**SOURCE MATERIAL:**
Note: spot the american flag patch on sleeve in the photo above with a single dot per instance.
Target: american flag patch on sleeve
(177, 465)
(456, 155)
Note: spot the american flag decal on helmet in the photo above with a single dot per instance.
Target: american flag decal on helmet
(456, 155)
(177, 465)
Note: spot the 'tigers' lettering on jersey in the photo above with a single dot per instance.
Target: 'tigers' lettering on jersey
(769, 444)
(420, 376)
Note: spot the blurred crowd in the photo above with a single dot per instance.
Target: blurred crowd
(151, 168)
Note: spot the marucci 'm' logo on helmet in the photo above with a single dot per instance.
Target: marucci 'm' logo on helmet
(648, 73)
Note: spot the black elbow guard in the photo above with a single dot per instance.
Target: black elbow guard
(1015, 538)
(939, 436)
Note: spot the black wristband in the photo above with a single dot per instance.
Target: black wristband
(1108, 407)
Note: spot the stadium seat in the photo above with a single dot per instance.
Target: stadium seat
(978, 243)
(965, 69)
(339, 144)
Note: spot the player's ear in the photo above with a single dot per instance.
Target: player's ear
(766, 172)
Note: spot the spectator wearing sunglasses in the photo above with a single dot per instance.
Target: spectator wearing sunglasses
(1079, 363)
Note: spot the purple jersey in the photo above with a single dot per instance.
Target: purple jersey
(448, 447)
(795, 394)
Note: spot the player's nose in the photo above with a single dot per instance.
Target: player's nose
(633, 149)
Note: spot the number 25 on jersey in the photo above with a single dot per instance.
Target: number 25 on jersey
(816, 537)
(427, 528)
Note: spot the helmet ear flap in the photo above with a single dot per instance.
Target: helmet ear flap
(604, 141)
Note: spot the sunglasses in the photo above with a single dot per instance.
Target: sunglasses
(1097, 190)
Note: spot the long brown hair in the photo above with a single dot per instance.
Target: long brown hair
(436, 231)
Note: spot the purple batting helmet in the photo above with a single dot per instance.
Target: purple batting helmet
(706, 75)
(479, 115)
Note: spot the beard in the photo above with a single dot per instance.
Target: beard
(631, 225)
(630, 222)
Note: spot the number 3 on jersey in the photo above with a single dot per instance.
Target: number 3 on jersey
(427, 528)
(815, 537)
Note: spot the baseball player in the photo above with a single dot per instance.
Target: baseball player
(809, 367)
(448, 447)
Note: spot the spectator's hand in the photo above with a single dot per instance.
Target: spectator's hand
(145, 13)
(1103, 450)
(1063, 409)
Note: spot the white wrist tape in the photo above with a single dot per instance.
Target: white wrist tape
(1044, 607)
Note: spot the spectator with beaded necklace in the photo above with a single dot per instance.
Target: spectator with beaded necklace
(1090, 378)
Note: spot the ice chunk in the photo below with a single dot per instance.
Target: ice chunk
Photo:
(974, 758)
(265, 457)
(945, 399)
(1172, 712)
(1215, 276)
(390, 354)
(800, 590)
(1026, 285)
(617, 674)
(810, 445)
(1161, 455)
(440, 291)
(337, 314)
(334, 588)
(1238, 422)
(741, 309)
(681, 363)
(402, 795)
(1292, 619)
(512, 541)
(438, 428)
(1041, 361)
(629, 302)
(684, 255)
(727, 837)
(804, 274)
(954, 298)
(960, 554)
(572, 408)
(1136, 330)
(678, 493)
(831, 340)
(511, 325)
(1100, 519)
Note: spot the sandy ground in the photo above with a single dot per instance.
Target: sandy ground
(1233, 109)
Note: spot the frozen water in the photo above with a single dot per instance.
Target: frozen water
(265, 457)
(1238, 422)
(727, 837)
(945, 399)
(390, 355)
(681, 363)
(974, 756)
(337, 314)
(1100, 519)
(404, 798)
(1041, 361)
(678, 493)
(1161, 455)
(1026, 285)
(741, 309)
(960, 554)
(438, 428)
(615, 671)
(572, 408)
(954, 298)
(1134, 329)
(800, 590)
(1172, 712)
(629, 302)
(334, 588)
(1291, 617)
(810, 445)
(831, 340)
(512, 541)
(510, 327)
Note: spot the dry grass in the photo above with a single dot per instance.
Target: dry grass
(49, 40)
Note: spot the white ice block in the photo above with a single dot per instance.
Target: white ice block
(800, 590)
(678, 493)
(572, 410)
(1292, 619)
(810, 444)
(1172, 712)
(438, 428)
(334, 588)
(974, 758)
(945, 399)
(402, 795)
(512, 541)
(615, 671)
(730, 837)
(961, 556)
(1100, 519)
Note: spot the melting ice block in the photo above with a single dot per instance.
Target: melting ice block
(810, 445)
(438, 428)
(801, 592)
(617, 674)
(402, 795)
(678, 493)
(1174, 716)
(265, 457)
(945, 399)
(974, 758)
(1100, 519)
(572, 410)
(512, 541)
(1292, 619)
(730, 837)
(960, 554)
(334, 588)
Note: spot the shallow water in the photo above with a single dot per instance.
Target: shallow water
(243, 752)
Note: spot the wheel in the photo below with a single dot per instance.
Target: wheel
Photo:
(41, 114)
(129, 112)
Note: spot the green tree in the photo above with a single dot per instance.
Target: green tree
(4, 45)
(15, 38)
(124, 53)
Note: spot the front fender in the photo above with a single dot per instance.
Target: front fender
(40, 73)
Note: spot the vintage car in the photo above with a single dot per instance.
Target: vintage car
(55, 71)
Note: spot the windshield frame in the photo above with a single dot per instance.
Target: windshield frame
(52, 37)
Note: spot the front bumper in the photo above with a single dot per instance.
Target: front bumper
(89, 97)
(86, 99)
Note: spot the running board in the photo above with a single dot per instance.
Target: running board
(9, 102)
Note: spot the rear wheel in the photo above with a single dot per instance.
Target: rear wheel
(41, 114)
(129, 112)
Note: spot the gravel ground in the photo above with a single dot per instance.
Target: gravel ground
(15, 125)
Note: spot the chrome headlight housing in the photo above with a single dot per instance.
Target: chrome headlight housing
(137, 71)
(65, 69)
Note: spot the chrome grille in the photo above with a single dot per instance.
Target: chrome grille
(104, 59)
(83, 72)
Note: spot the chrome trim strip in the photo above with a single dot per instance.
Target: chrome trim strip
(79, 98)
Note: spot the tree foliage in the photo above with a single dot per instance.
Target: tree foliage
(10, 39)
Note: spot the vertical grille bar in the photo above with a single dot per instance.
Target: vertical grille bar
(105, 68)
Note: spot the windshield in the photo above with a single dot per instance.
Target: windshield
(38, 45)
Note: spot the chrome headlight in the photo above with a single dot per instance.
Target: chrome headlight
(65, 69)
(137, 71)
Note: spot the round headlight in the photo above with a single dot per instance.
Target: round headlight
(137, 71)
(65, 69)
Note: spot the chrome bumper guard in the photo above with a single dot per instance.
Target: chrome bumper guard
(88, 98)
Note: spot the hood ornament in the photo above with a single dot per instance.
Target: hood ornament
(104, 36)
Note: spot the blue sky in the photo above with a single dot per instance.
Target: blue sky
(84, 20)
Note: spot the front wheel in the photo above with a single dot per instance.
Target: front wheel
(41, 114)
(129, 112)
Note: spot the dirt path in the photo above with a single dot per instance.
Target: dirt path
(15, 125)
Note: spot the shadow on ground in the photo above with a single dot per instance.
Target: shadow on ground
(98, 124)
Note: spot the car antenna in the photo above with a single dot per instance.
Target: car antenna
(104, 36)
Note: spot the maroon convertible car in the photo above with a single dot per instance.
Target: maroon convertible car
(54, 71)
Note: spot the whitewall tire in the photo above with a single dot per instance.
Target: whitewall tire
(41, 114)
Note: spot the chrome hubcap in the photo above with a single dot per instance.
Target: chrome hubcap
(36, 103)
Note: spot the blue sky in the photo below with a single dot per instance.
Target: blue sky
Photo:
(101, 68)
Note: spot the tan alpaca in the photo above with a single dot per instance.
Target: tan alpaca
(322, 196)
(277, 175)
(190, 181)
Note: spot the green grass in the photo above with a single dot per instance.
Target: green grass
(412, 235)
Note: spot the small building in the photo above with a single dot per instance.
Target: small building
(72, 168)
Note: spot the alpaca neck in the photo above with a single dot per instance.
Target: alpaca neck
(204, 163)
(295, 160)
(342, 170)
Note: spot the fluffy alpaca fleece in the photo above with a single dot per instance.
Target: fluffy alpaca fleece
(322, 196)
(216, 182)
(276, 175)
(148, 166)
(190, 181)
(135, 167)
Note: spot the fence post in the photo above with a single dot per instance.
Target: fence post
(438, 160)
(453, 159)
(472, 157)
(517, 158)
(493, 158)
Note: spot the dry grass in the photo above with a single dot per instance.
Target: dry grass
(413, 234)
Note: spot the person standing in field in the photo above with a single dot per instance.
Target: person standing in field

**DIRECTIONS:**
Each line from the top of the records down to the one with "Note: spot the spectator wearing" must be retyped exactly; include both ends and nothing else.

**TASK RESPONSE:**
Note: spot the american flag patch on sleeve in the photo above with a single dot per instance.
Target: american flag patch on sleeve
(177, 465)
(456, 155)
Note: spot the american flag decal on helmet in the photo above with a single dot per instance.
Target: american flag decal on helmet
(456, 155)
(177, 465)
Note: spot the 'tigers' lettering on jersey in the photo above with a single dot per instance.
Target: 'tigers' lettering on jersey
(769, 444)
(420, 376)
Note: spot the blurred crowd in the photo above with a single dot per instance.
Target: blurred crowd
(151, 168)
Note: spot the marucci 'm' logo on helmet in the photo above with a single dot per instance.
Target: marucci 'm' logo on helmet
(648, 73)
Note: spot the black elbow guard in the photo above with a single dot per instance.
Target: black elbow guard
(1015, 538)
(939, 436)
Note: spot the black wristband in the photo above with a single dot per instance.
Target: black wristband
(1108, 407)
Note: spot the stadium seat in the photo above with a single dot per instance.
Target: stadium seat
(978, 243)
(965, 69)
(339, 144)
Note: spot the player's ear in the photo above with a single dot per instance.
Target: player's ear
(766, 172)
Note: spot the spectator wearing sunglasses in the photo above with a single dot per instance.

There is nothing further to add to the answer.